EXERCISE GOAL: Carry on the patent text below about the plug and ball seat assembly for cementing operations, starting right after its last sentence.

READING PASSAGE:
· · · · · · ·

2. The assembly of claim 1, wherein the body comprises a tubular having a slotted portion.
3. The assembly of claim 2, wherein the mounting system comprises a mounting plate and one or more mounting members.
4. The assembly of claim 3, wherein the mounting plate includes slots for mating with the slotted portion of the plug.
5. The assembly of claim 4, wherein the mounting plate is attached to the ball seat.
6. The assembly of claim 5, wherein the plug further comprises a stop member.
7. The assembly of claim 6, wherein the one or more mounting members are at least partially disposed between the stop member and the mounting plate.
8. The assembly of claim 1, wherein the ball seat is selectively connected to the plug using a shearable connection.
9. The assembly of claim 8, wherein the shearable connection comprises a shearable member at least partially disposed in the ball seat and the plug.
10. The assembly of claim 1, wherein the mounting system comprises a mounting plate and one or more mounting members.
11. The assembly of claim 10, wherein the mounting plate is connected to the ball seat.
12. The assembly of claim 10, wherein each of the one or more mounting members is at least partially disposed within a mounting support formed on the mounting plate.
13. The assembly of claim 12, wherein each of the one or more mounting members is at least partially disposed within a receiving member formed on an inner surface of the tubular.
14. A method of releasing a plug in a tubular, comprising:
selectively connecting a ball seat to the plug, wherein the plug comprises a body and at least one fin;
selectively connecting the plug and ball seat to the tubular;
disconnecting the ball seat from the plug, whereby the ball seat may move axially relative to the plug;
detaching the plug and ball seat from the tubular; and
releasing the plug.
15. The method of claim 14, wherein disconnecting the ball seat from plug causes the plug to detach from the tubular.
16. A method of circulating a fluid within a casing, comprising:
releasably attaching a plug and ball seat assembly to the casing;
selectively blocking movement of the fluid through the casing;
disengaging a shearable connection between the plug and the ball seat; and
releasing the plug and ball seat assembly from the casing, thereby allowing the movement of the fluid to continue.
17. The method of claim 16, wherein the movement of the fluid if blocked by dropping a ball into the plug and ball seat assembly.
18. The method of claim 17, wherein disconnecting the plug from the ball seat causes the plug and ball seat assembly to release from the casing.
19. A plug and ball seat assembly for releasing a plug, comprising:
a ball seat selectively connected to the plug;
the plug having a body, a plurality of fins disposed on an outer portion of the body, and a stop member; and
a mounting system for selectively maintaining the plug in a tubular, the mounting system having a mounting plate and one or more mounting members and is attached to the ball seat, wherein the one or more mounting members are at least partially disposed between the stop member and the mounting plate and wherein disengaging the ball seat from the plug also disengages the plug from the tubular.
20. A plug and ball seat assembly for releasing a plug, comprising:
a ball seat selectively connected to the plug; and
a mounting system having a mounting plate and one or more mounting members for selectively maintaining the plug in a tubular, wherein each of the one or more mounting members is at least partially disposed within a mounting support formed on the mounting plate and at least partially disposed within a receiving member formed on an inner surface of the tubular and wherein disengaging the ball seat from the plug also disengages the plug from the tubular.
Descripción
BACKGROUND OF THE INVENTION

1. Field of the Invention

The present invention generally relates to fluid circulation operations for a wellbore. More particularly, the invention relates to a plug and ball seat assembly for releasing a wiper plug during cementing operations.

· · · · · · ·

DATA EXTRACT:
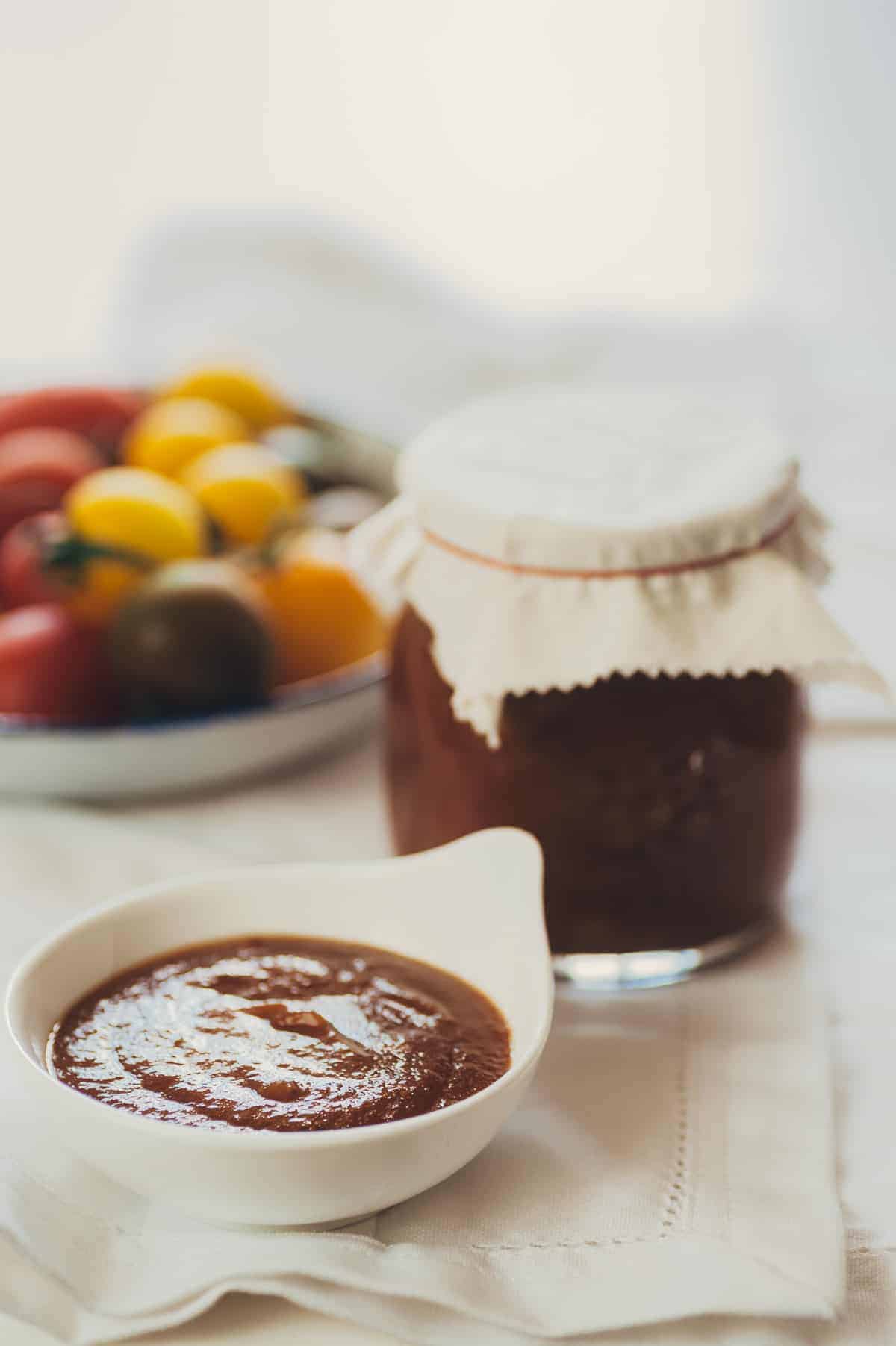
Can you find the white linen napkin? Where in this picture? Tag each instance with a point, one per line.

· · · · · · ·

THE OUTPUT:
2. Description of the Related Art

In the drilling of oil and gas wells, a wellbore is formed using a drill bit that is urged downwardly at a lower end of a drill string. After drilling a predetermined depth, the drill string and bit are removed and the wellbore is lined with a string of casing. An annular area is thus formed between the string of casing and the formation. A cementing operation is then conducted in order to fill the annular area with cement. The combination of cement and casing strengthens the wellbore and facilitates the isolation of certain areas of the formation behind the casing for the production of hydrocarbons.

It is common to employ more than one string of casing in a wellbore. In this respect, a first string of casing is set in the wellbore when the well is drilled to a first designated depth. The first string of casing is hung from the surface, and then cement is circulated into the annulus behind the casing. The well is then drilled to a second designated depth, and a second string of casing, or liner, is run into the well. The second string is set at a depth such that the upper portion of the second string of casing overlaps the lower portion of the first string of casing. The second “liner” string is then fixed or “hung” off of the surface casing. Afterwards, the liner is also cemented. This process is typically repeated with additional liner strings until the well has been drilled to total depth. In this manner, wells are typically formed with two or more strings of casing of an ever-decreasing diameter.

In the process of forming a wellbore, it is sometimes desirable to utilize various plugs. Plugs typically define an elongated elastomeric body used to separate fluids pumped into a wellbore.

Plugs are commonly used, for example, during the cementing operations for a liner. During a cementing operation for a liner, the liner is typically run into the wellbore at the end of a run-in string. The run-in string usually comprises a string of drill pipe. At the same time, a liner wiper plug is run into the wellbore at the lower end of the drill pipe. The run-in string places the liner and the wiper plug at the desired depth in the wellbore. After a wiper plug is released, it is pumped downhole in order to clean or “wipe” the inside of the liner of mud and debris. In this respect, the liner wiper plug employs radial wipers to contact and wipe mud from the liner as the plug travels downhole.

The process of releasing a liner wiper plug downhole is typically accomplished by pumping a drill-pipe dart down the drill string. The dart is pumped downward by injecting cement or other desired circulating fluid into the wellbore under pressure. The fluid forces the drill pipe dart downward into the wellbore until it contacts a seat in the wiper plug at or near the base of the drill pipe. The dart sealingly lands into the wiper plug. Hydraulic pressure from the injected fluid ultimately causes a releasable connection between the wiper plug and the drill pipe to release, thereby allowing the dart and the wiper plug to be pumped downhole as a single plug. This consolidated wiper plug separates the fluid above the plug, such as cement, from the drilling mud or other circulating fluid below the plug.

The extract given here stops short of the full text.